● TASK PROMPT
Pull out each line in the entries below that contains the word "work".
>> BEGIN INPUT FOR THIS TASK
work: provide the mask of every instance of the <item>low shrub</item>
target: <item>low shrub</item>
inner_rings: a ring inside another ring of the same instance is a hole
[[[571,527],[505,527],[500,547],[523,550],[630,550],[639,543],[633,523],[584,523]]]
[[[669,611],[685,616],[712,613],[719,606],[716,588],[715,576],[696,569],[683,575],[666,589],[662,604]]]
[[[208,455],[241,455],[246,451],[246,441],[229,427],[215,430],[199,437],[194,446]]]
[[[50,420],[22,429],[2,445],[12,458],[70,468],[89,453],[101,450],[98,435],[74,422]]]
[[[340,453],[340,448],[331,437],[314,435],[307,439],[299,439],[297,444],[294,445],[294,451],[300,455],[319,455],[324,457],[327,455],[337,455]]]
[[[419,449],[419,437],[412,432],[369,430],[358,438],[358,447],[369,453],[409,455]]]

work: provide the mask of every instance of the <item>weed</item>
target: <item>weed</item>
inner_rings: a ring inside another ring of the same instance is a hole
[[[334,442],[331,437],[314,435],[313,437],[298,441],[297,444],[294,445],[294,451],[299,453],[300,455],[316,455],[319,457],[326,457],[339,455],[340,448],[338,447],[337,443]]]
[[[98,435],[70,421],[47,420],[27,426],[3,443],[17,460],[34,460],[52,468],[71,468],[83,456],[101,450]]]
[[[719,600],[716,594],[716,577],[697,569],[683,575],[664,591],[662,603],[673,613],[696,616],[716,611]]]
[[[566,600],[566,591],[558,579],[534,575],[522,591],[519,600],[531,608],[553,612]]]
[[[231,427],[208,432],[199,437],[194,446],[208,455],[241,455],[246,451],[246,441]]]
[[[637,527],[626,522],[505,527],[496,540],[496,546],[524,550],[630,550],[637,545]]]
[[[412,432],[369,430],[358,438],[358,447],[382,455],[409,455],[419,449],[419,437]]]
>> END INPUT FOR THIS TASK
● TASK RESPONSE
work: provide the mask of every instance of the <item>low shrub</item>
work: provide the mask of every instance of the <item>weed</item>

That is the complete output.